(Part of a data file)
=====
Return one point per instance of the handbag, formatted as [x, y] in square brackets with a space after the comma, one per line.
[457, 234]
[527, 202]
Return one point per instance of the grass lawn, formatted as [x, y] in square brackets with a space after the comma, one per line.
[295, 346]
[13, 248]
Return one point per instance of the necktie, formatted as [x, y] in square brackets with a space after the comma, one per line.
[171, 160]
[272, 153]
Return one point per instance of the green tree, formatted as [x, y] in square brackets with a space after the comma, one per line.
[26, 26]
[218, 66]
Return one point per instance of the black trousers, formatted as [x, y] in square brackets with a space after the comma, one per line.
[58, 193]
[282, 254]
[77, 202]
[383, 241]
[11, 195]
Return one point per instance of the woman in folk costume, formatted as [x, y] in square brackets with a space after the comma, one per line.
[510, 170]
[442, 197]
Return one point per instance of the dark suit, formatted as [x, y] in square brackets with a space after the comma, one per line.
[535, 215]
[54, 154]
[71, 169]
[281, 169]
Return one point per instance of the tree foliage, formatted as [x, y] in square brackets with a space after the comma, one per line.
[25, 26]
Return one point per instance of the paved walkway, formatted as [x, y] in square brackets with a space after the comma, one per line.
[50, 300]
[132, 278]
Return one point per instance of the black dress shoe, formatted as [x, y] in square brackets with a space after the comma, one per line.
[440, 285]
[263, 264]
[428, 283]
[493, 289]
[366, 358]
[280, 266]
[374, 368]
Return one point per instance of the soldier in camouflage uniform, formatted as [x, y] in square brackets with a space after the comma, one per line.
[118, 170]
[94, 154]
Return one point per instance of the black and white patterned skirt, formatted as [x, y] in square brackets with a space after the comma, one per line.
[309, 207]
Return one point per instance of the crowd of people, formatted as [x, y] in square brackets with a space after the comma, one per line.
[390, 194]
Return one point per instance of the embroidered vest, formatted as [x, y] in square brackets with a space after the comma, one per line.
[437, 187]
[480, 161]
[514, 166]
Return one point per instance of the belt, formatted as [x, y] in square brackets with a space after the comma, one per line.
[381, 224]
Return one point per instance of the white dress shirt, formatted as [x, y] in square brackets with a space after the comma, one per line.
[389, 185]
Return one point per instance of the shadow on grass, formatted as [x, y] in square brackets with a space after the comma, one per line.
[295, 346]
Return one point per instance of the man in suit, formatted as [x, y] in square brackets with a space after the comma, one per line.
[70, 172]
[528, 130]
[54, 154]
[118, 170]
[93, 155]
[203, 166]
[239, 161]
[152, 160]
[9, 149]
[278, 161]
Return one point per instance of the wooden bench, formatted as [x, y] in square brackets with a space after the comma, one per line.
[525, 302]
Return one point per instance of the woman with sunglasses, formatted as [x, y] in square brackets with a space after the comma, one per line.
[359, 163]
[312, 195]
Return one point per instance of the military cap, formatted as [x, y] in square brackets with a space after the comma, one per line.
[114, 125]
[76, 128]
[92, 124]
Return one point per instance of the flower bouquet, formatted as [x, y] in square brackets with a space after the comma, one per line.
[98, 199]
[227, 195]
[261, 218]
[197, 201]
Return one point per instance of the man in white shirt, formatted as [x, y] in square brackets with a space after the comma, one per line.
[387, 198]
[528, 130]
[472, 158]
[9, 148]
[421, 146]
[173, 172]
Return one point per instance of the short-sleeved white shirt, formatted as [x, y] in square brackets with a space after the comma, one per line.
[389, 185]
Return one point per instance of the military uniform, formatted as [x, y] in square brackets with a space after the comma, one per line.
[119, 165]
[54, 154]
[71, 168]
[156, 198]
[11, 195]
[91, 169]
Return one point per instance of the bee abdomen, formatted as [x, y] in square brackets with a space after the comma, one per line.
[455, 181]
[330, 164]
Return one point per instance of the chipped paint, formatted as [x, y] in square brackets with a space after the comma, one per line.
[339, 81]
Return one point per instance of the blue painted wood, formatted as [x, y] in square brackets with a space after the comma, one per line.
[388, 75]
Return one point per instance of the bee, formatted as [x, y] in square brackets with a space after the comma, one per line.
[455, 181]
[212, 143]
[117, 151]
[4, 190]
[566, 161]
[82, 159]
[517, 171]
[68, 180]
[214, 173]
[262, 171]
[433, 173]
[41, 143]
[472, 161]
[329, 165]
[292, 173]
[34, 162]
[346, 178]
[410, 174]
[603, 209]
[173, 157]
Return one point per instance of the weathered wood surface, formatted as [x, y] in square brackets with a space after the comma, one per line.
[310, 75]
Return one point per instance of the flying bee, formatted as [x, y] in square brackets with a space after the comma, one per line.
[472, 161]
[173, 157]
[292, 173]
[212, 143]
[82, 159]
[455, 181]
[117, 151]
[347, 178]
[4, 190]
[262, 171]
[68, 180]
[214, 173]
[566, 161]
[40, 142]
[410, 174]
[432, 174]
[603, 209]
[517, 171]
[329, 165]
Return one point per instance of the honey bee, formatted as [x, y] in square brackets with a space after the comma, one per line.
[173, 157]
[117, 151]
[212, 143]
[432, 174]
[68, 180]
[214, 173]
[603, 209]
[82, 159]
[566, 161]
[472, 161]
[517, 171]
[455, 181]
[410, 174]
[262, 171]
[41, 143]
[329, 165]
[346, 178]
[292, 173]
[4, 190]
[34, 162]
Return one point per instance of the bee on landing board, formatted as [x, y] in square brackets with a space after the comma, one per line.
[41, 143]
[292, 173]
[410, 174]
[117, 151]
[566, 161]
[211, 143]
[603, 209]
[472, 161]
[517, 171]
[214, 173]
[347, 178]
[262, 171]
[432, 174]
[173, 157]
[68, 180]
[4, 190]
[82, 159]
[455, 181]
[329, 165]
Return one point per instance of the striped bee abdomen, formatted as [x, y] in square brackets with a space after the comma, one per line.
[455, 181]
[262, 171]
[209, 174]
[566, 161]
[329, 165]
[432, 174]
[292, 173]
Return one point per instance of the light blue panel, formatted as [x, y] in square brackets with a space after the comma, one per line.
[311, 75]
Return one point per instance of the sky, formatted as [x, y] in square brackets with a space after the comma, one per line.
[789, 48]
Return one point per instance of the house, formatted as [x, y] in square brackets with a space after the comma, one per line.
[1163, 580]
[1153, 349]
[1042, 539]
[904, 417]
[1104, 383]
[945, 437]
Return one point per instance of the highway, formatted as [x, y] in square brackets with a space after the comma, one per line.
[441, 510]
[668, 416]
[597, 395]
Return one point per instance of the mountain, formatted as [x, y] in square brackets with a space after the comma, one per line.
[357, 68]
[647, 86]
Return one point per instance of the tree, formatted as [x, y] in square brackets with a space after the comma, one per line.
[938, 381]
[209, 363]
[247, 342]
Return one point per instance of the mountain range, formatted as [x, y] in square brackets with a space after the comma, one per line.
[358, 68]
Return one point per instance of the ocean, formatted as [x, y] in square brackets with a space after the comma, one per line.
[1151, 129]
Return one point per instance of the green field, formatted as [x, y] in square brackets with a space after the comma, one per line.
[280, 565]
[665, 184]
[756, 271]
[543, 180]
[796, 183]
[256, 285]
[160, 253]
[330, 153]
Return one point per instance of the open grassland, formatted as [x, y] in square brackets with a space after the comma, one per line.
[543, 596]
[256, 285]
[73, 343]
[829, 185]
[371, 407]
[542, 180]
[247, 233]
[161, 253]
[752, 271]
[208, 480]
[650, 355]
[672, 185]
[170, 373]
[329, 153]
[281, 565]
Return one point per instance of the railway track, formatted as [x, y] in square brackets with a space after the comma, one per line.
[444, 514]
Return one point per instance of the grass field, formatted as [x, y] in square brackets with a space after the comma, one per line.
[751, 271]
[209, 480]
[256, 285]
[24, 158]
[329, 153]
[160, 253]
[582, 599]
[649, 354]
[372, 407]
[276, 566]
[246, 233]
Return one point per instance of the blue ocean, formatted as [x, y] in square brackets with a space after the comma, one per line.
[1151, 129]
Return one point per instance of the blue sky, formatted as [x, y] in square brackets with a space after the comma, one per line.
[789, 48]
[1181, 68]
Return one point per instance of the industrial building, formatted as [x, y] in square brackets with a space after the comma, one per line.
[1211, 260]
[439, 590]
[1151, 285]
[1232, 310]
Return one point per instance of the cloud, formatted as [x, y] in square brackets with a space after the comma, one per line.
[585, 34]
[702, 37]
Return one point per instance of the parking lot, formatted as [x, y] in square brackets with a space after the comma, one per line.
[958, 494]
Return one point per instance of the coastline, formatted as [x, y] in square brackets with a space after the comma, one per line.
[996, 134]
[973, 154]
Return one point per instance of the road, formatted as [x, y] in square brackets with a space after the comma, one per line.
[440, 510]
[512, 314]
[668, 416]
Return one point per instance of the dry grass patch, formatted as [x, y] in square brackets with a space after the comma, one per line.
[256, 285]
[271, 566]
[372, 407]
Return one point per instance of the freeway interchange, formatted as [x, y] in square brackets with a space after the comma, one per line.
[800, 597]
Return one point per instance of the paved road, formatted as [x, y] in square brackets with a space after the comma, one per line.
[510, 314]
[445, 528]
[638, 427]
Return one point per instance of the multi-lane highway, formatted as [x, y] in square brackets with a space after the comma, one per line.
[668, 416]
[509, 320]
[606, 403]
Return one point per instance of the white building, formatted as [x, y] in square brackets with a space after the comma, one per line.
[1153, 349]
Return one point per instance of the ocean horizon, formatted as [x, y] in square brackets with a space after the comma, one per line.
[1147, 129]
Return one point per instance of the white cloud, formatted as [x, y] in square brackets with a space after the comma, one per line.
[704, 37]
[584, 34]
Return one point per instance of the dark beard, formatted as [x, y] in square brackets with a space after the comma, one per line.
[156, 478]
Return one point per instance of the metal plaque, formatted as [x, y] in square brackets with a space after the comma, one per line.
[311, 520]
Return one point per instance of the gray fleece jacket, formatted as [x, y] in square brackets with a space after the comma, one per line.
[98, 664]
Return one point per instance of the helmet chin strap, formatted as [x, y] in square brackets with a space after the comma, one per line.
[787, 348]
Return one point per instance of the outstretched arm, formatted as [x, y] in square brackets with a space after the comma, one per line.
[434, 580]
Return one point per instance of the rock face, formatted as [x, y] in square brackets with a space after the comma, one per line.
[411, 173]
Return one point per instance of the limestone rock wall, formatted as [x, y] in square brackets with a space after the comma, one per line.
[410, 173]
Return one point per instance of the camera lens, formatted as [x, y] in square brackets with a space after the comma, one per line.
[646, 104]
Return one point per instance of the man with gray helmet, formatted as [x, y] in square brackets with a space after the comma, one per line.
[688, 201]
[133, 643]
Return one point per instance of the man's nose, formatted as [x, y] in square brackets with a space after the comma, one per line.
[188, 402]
=====
### REQUIRED WORK
Copy out exactly the lines from the line with "Return one point per instance of the rock" to the end of the listing, including both of those lines, and give nothing else.

### RESPONSE TO THIS EXERCISE
Return one point per instance of the rock face, formatted as [x, y] in square brackets with a space after the comma, one per line.
[411, 173]
Return one point per instance of the limestone rock wall, formatted as [x, y] in square brackets with a space after the comma, one per line.
[410, 173]
Return one point per instance of the camera lens, formatted as [x, y] in square brackets with a space after the comma, one per line.
[646, 104]
Return one point per instance of the man with gray helmet, formatted as [x, y] in square brackets with a space after the comma, one per line.
[688, 201]
[133, 643]
Return one point per instance of the man's nose, formatted as [x, y] in square brackets with a space after the comma, one per line.
[188, 402]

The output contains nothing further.